Apart from any images, the entries are to be output exactly.

>>>

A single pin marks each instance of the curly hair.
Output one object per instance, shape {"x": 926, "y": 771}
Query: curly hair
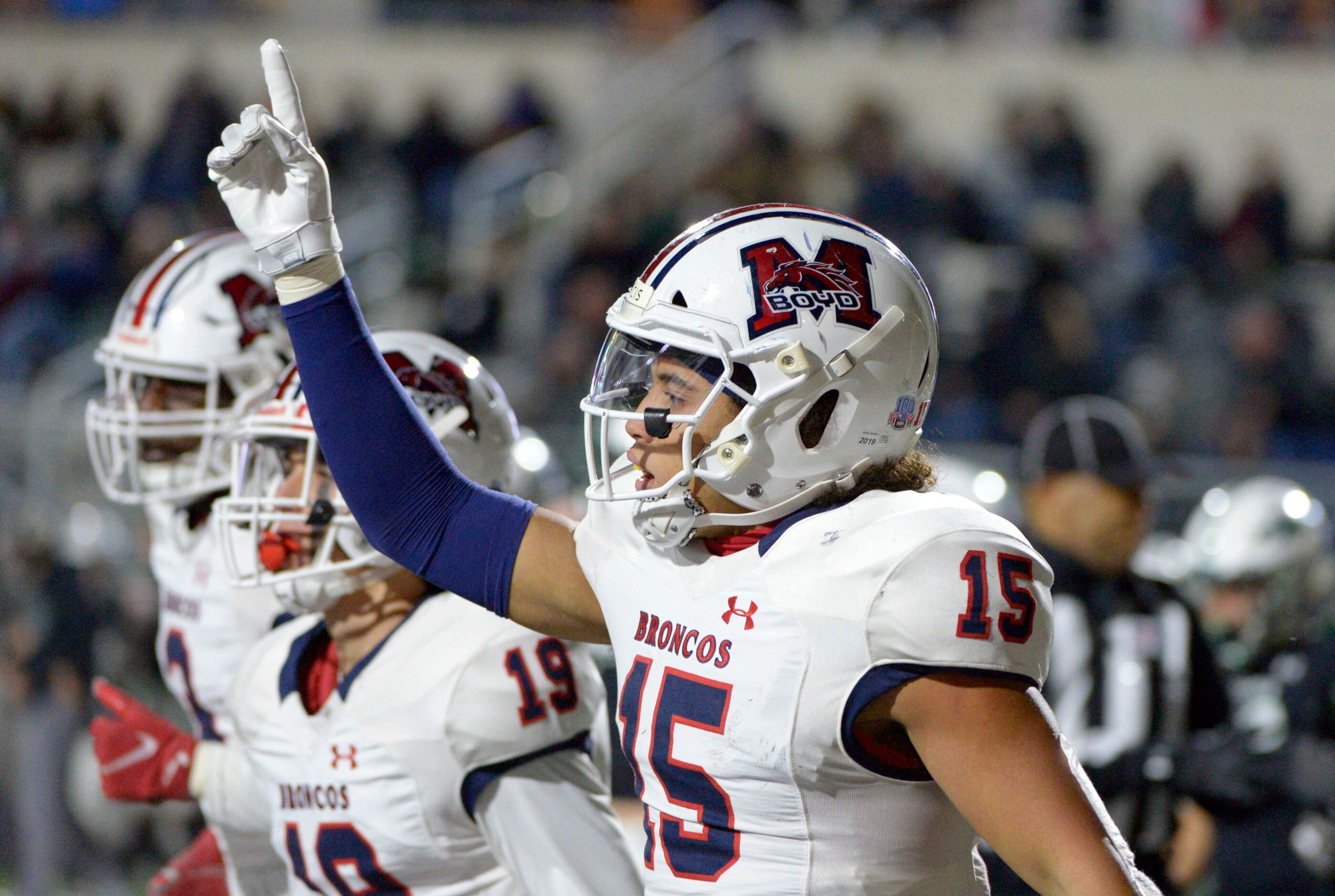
{"x": 911, "y": 473}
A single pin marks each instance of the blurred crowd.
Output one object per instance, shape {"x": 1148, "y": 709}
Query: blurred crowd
{"x": 1218, "y": 333}
{"x": 1214, "y": 330}
{"x": 1251, "y": 23}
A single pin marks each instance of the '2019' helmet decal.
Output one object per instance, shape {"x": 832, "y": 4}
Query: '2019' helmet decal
{"x": 786, "y": 283}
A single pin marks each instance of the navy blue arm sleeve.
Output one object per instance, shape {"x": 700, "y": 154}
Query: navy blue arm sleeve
{"x": 408, "y": 497}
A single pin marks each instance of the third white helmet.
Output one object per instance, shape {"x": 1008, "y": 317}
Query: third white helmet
{"x": 286, "y": 527}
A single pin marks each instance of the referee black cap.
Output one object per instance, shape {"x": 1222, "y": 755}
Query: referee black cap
{"x": 1090, "y": 435}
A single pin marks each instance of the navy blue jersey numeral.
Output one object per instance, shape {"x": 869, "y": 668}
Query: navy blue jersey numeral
{"x": 975, "y": 621}
{"x": 297, "y": 858}
{"x": 697, "y": 703}
{"x": 556, "y": 666}
{"x": 345, "y": 856}
{"x": 532, "y": 709}
{"x": 342, "y": 850}
{"x": 684, "y": 699}
{"x": 178, "y": 657}
{"x": 1016, "y": 625}
{"x": 555, "y": 661}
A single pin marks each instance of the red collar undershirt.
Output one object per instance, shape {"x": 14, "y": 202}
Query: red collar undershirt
{"x": 724, "y": 545}
{"x": 317, "y": 672}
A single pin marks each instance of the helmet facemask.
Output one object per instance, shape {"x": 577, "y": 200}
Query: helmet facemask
{"x": 142, "y": 453}
{"x": 674, "y": 386}
{"x": 286, "y": 527}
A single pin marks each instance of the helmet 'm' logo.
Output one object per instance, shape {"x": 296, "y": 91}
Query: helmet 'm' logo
{"x": 786, "y": 283}
{"x": 255, "y": 306}
{"x": 441, "y": 386}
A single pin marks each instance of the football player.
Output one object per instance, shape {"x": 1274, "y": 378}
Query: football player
{"x": 1263, "y": 579}
{"x": 405, "y": 740}
{"x": 195, "y": 344}
{"x": 830, "y": 673}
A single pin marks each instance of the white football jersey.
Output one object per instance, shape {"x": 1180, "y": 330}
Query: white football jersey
{"x": 205, "y": 625}
{"x": 205, "y": 629}
{"x": 377, "y": 791}
{"x": 741, "y": 675}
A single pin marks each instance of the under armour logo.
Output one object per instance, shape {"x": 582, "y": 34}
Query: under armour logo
{"x": 746, "y": 615}
{"x": 350, "y": 756}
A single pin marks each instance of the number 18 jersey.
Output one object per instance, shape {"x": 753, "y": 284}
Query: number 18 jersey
{"x": 741, "y": 676}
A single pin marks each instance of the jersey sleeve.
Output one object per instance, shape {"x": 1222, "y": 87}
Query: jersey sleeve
{"x": 970, "y": 599}
{"x": 521, "y": 696}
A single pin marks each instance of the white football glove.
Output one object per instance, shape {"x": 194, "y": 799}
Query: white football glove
{"x": 273, "y": 181}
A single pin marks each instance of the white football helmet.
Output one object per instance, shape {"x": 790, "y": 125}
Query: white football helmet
{"x": 285, "y": 524}
{"x": 788, "y": 309}
{"x": 1270, "y": 533}
{"x": 200, "y": 315}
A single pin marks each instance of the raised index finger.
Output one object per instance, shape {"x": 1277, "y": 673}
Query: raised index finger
{"x": 282, "y": 89}
{"x": 111, "y": 696}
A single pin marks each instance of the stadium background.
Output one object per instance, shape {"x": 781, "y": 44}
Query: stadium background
{"x": 1123, "y": 197}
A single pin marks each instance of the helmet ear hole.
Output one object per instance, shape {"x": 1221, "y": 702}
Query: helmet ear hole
{"x": 818, "y": 417}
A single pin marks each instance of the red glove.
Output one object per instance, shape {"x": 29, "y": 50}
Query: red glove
{"x": 197, "y": 871}
{"x": 141, "y": 755}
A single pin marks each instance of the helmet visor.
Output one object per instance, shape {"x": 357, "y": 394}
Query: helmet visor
{"x": 657, "y": 385}
{"x": 634, "y": 375}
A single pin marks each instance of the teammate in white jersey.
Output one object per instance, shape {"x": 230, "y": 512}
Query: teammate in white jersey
{"x": 195, "y": 344}
{"x": 408, "y": 740}
{"x": 830, "y": 679}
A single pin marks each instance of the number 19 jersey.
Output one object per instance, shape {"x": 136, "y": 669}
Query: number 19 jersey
{"x": 741, "y": 676}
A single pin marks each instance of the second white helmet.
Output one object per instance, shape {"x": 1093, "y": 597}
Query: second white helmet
{"x": 285, "y": 524}
{"x": 202, "y": 326}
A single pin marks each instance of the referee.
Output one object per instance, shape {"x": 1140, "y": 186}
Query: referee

<<<

#### [Result]
A single pin marks each instance of the curly hair.
Output one object per instance, shape {"x": 926, "y": 771}
Query: curly hair
{"x": 911, "y": 473}
A single pin marks each instance of the blurred crowd.
Output one object per instance, shape {"x": 1148, "y": 709}
Query: blurred crowd
{"x": 1218, "y": 333}
{"x": 1214, "y": 330}
{"x": 1251, "y": 23}
A single pin marks each instance of the '2019' helmet decal.
Output one object per instance, shape {"x": 832, "y": 4}
Query: '2019' helmet decal
{"x": 786, "y": 283}
A single pin marks each instance of the navy blue arm sleeve.
Output one object per instance, shape {"x": 700, "y": 154}
Query: navy blue arm sleeve
{"x": 408, "y": 497}
A single pin marks each instance of the third white helmet.
Output one object per instance, shape {"x": 1008, "y": 317}
Query: third white helmet
{"x": 286, "y": 527}
A single pin marks each instance of the referee black cap.
Output one object per instance, shape {"x": 1222, "y": 755}
Query: referee black cap
{"x": 1090, "y": 435}
A single pin marks each instance of the navy blue jersey numeral.
Output one object per instance, shape {"x": 869, "y": 668}
Query: navy blue jersey numeral
{"x": 975, "y": 621}
{"x": 297, "y": 858}
{"x": 697, "y": 703}
{"x": 556, "y": 666}
{"x": 345, "y": 856}
{"x": 532, "y": 709}
{"x": 342, "y": 850}
{"x": 684, "y": 699}
{"x": 178, "y": 657}
{"x": 1016, "y": 625}
{"x": 555, "y": 661}
A single pin marks each instance of the red collar undershirt.
Output one object per instance, shape {"x": 14, "y": 202}
Query: red collar undershirt
{"x": 724, "y": 545}
{"x": 317, "y": 672}
A single pin marks each instance of the helmet facemask.
Output one object per instance, shape {"x": 577, "y": 200}
Query: helmet facemask
{"x": 142, "y": 453}
{"x": 674, "y": 386}
{"x": 286, "y": 527}
A single pin marks each instance of the helmet 'm' logo.
Output one object per instance, shape {"x": 296, "y": 91}
Query: helmet 'm' logo
{"x": 786, "y": 283}
{"x": 255, "y": 306}
{"x": 441, "y": 386}
A single pin marks each instance of the football player.
Output one object per instance, shape {"x": 1274, "y": 378}
Query: football player
{"x": 1263, "y": 579}
{"x": 405, "y": 740}
{"x": 195, "y": 344}
{"x": 830, "y": 673}
A single pin marks each instance of the white football jersey.
Output one object per instance, shape {"x": 1180, "y": 330}
Query: white football jersey
{"x": 205, "y": 625}
{"x": 205, "y": 629}
{"x": 377, "y": 791}
{"x": 741, "y": 675}
A single pin marks each instance of the under armour logo.
Output one object per instance, shape {"x": 582, "y": 34}
Query: under armour logo
{"x": 746, "y": 615}
{"x": 350, "y": 756}
A single pin marks each instance of the number 18 jersey.
Output one object per instance, shape {"x": 753, "y": 284}
Query: number 18 jersey
{"x": 741, "y": 676}
A single pin marks each instance of the jersey sleeve.
Output one object per instance, shape {"x": 1222, "y": 87}
Query: jersey sleeve
{"x": 970, "y": 599}
{"x": 521, "y": 696}
A single pin marks each instance of the white football glove.
Output one object per instance, shape {"x": 194, "y": 799}
Query: white football glove
{"x": 273, "y": 181}
A single pin marks each instance of the white football helmet.
Output one object per instance, shape {"x": 790, "y": 125}
Query: white football helmet
{"x": 285, "y": 524}
{"x": 788, "y": 309}
{"x": 1270, "y": 533}
{"x": 200, "y": 315}
A single pin marks each instance of the raised index finger.
Output one object per instance, shape {"x": 1277, "y": 673}
Query: raised index finger
{"x": 282, "y": 89}
{"x": 111, "y": 696}
A single pin marks each instance of the stadium background.
Output one object per instance, shape {"x": 781, "y": 44}
Query: stadium background
{"x": 1123, "y": 197}
A single pin marks each instance of the helmet ear hole.
Output one object per instance, shape {"x": 1221, "y": 702}
Query: helmet ear hole
{"x": 818, "y": 417}
A single pin marks each instance of the red glove.
Output one object per instance, shape {"x": 29, "y": 50}
Query: red glove
{"x": 197, "y": 871}
{"x": 141, "y": 755}
A single pin marks each instance of the helmet visor.
Output one object per instance, shape {"x": 357, "y": 394}
Query: helmet visor
{"x": 657, "y": 385}
{"x": 634, "y": 375}
A single pin marks each instance of the teammate in white jersey.
Output one object per instance, shape {"x": 230, "y": 512}
Query: teammate in white jersey
{"x": 195, "y": 344}
{"x": 408, "y": 740}
{"x": 830, "y": 679}
A single pin marks each instance of the number 19 jersey.
Output one object per instance, shape {"x": 136, "y": 669}
Query: number 19 jersey
{"x": 741, "y": 676}
A single pin marks each instance of the second white helmet.
Output one object per instance, shape {"x": 1093, "y": 597}
Query: second white helmet
{"x": 285, "y": 524}
{"x": 202, "y": 326}
A single pin marks each instance of the referee.
Output one object per instance, shape {"x": 1140, "y": 186}
Query: referee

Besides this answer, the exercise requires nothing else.